Segmentation labeling entries
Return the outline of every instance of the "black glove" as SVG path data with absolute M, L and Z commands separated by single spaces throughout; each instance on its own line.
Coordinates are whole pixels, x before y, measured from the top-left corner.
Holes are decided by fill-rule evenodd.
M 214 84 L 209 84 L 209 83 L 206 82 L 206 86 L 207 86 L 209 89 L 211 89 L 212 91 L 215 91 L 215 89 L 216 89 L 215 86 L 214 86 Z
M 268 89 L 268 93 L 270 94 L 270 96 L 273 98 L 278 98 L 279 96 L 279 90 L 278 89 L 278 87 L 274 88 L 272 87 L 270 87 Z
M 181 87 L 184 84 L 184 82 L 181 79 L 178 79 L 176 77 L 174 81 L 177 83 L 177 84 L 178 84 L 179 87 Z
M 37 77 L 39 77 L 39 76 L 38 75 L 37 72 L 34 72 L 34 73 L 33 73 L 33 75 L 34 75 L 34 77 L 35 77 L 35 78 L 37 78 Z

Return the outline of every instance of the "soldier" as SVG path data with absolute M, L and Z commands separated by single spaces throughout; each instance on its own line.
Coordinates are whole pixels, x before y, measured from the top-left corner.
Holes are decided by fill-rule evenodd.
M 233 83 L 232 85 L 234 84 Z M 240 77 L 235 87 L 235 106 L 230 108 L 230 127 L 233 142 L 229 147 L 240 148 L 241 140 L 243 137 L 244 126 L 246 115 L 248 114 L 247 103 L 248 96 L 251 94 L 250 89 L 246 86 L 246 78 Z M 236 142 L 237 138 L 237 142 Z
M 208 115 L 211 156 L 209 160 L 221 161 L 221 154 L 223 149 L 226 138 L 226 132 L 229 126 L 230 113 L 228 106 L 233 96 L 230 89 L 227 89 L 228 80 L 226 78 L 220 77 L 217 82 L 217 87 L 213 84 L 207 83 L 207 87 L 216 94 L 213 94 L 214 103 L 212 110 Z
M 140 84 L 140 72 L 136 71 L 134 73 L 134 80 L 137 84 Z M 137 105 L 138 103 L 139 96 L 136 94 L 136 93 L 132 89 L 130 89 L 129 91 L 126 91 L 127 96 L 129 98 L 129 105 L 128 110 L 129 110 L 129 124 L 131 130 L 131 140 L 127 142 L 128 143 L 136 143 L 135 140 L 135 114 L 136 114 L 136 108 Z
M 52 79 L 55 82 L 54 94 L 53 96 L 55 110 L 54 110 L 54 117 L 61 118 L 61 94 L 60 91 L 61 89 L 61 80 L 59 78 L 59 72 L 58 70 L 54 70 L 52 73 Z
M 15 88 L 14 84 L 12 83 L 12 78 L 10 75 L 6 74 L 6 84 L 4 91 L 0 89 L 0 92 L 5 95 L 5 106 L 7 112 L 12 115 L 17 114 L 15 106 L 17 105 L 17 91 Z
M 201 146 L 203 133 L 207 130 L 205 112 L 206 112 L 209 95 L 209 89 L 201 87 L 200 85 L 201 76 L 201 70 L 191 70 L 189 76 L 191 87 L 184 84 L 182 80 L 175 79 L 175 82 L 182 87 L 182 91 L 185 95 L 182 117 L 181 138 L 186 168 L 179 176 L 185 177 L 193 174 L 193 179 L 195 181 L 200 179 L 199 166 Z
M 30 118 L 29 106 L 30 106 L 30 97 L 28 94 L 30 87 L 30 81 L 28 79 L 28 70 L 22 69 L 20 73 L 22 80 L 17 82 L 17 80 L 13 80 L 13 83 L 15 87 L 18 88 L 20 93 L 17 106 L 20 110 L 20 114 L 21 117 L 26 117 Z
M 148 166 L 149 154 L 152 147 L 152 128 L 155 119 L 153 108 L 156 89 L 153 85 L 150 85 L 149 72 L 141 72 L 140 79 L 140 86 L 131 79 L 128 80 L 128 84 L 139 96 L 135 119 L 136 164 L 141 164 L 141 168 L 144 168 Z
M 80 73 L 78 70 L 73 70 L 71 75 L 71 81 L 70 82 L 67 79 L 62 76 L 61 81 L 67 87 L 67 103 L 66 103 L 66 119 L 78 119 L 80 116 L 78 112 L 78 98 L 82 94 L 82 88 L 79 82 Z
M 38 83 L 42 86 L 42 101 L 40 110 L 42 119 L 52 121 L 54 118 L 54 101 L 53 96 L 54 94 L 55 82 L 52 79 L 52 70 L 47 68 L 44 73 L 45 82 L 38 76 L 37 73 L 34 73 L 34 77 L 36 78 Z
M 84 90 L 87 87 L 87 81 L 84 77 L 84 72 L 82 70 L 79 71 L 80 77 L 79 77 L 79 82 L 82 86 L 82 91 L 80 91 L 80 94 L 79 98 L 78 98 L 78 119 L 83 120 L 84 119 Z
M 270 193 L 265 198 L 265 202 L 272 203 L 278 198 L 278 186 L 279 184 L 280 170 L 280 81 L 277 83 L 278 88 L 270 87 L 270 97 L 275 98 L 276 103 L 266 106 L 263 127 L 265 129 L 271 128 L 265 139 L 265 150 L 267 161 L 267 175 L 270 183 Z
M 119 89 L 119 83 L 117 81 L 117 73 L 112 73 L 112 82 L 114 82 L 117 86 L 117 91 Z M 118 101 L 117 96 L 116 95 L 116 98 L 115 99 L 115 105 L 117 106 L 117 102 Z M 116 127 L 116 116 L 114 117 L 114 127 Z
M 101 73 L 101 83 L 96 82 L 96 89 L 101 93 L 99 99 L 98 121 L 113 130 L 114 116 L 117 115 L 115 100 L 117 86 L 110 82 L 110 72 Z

GIVEN EXERCISE
Every record above needs to be repeated word for word.

ANSWER TO THE EXERCISE
Return the outline of every instance of the "black glove" as SVG path data with absolute M, L and Z commands separated by single spaces throughout; each instance on its own line.
Coordinates are whole pixels, x before y, measured from the top-left corner.
Holes are decided by fill-rule evenodd.
M 214 84 L 209 84 L 209 83 L 206 82 L 206 86 L 207 86 L 209 89 L 211 89 L 212 91 L 215 91 L 215 89 L 216 89 L 215 86 L 214 86 Z
M 268 89 L 268 93 L 270 94 L 270 96 L 273 98 L 278 98 L 279 96 L 279 90 L 278 89 L 278 87 L 274 88 L 272 87 L 270 87 Z
M 181 87 L 184 84 L 184 82 L 181 79 L 178 79 L 176 77 L 174 81 L 177 83 L 177 84 L 178 84 L 179 87 Z
M 37 77 L 39 77 L 39 76 L 38 75 L 37 72 L 34 72 L 34 73 L 33 73 L 33 75 L 34 75 L 34 77 L 35 77 L 35 78 L 37 78 Z

Return the outline of every instance of the "soldier" as SVG path data with absolute M, L and Z commands separated by single spaces throughout; each instance on its own line.
Coordinates are whole pixels, x before y, measured from the top-left corner.
Holes are decided by fill-rule evenodd.
M 233 83 L 232 85 L 234 84 Z M 240 77 L 235 87 L 235 106 L 230 108 L 230 127 L 233 142 L 229 147 L 240 148 L 241 140 L 243 137 L 244 126 L 246 115 L 248 114 L 247 103 L 248 96 L 251 94 L 250 89 L 246 86 L 246 78 Z M 236 142 L 237 138 L 237 142 Z
M 208 115 L 211 156 L 209 160 L 221 161 L 221 154 L 223 149 L 226 138 L 226 132 L 229 126 L 230 113 L 228 106 L 233 96 L 230 89 L 227 89 L 228 80 L 226 78 L 220 77 L 217 82 L 217 87 L 213 84 L 207 83 L 207 87 L 216 94 L 213 94 L 214 103 L 212 110 Z
M 140 84 L 140 72 L 136 71 L 134 73 L 134 80 L 137 84 Z M 137 105 L 138 103 L 139 96 L 136 94 L 136 93 L 132 89 L 130 89 L 129 91 L 126 91 L 127 96 L 129 98 L 129 105 L 128 110 L 129 110 L 129 124 L 131 130 L 131 140 L 127 142 L 128 143 L 136 143 L 135 140 L 135 114 L 136 114 L 136 108 Z
M 52 79 L 55 82 L 54 94 L 53 96 L 55 110 L 54 110 L 54 117 L 61 118 L 61 94 L 60 91 L 61 89 L 61 80 L 59 78 L 59 72 L 58 70 L 54 70 L 52 73 Z
M 15 88 L 14 84 L 12 83 L 12 78 L 10 75 L 6 74 L 6 84 L 4 91 L 0 89 L 0 92 L 5 95 L 5 106 L 7 112 L 12 115 L 17 114 L 15 106 L 17 105 L 17 91 Z
M 201 146 L 203 133 L 207 130 L 205 112 L 206 112 L 209 95 L 209 89 L 201 87 L 200 85 L 201 76 L 201 70 L 191 70 L 189 76 L 191 87 L 184 84 L 182 80 L 175 79 L 175 82 L 182 87 L 182 91 L 185 95 L 182 117 L 181 138 L 186 168 L 179 176 L 185 177 L 193 174 L 193 179 L 195 181 L 200 179 L 199 166 Z
M 30 118 L 29 106 L 30 106 L 30 97 L 28 94 L 30 87 L 30 81 L 28 79 L 28 70 L 22 69 L 20 73 L 22 80 L 17 82 L 17 80 L 13 80 L 13 83 L 15 87 L 18 88 L 20 93 L 17 106 L 20 110 L 20 114 L 21 117 L 26 117 Z
M 148 166 L 149 154 L 152 147 L 152 128 L 155 119 L 153 108 L 156 89 L 153 85 L 150 85 L 149 72 L 141 72 L 140 79 L 140 86 L 131 79 L 128 80 L 128 84 L 139 96 L 135 119 L 136 164 L 141 164 L 141 168 L 144 168 Z
M 80 73 L 78 70 L 73 70 L 71 75 L 71 81 L 70 82 L 67 79 L 62 76 L 61 81 L 67 87 L 67 103 L 66 103 L 66 119 L 78 119 L 80 116 L 78 112 L 78 98 L 82 94 L 82 88 L 79 82 Z
M 38 83 L 42 86 L 42 101 L 40 110 L 42 119 L 52 121 L 54 118 L 54 101 L 53 96 L 54 94 L 55 82 L 52 79 L 52 70 L 47 68 L 44 73 L 45 82 L 38 76 L 37 73 L 34 73 L 34 77 L 36 78 Z
M 84 90 L 87 87 L 87 81 L 84 77 L 84 72 L 82 70 L 79 71 L 80 77 L 79 77 L 79 82 L 82 86 L 82 91 L 80 91 L 80 94 L 79 98 L 78 98 L 78 119 L 83 120 L 84 119 Z
M 270 193 L 265 198 L 265 202 L 272 203 L 278 198 L 278 186 L 279 184 L 280 170 L 280 81 L 277 83 L 278 88 L 270 87 L 270 97 L 275 98 L 276 103 L 266 106 L 263 127 L 265 129 L 271 128 L 265 139 L 265 150 L 267 161 L 267 175 L 270 183 Z
M 119 89 L 119 83 L 117 81 L 117 73 L 112 73 L 112 82 L 114 82 L 117 86 L 117 91 Z M 118 101 L 117 96 L 116 95 L 116 98 L 115 99 L 115 105 L 117 106 L 117 102 Z M 116 127 L 116 116 L 114 117 L 114 127 Z
M 101 73 L 101 83 L 96 82 L 96 89 L 101 93 L 99 99 L 98 121 L 113 130 L 114 116 L 117 115 L 115 100 L 117 86 L 110 82 L 110 72 Z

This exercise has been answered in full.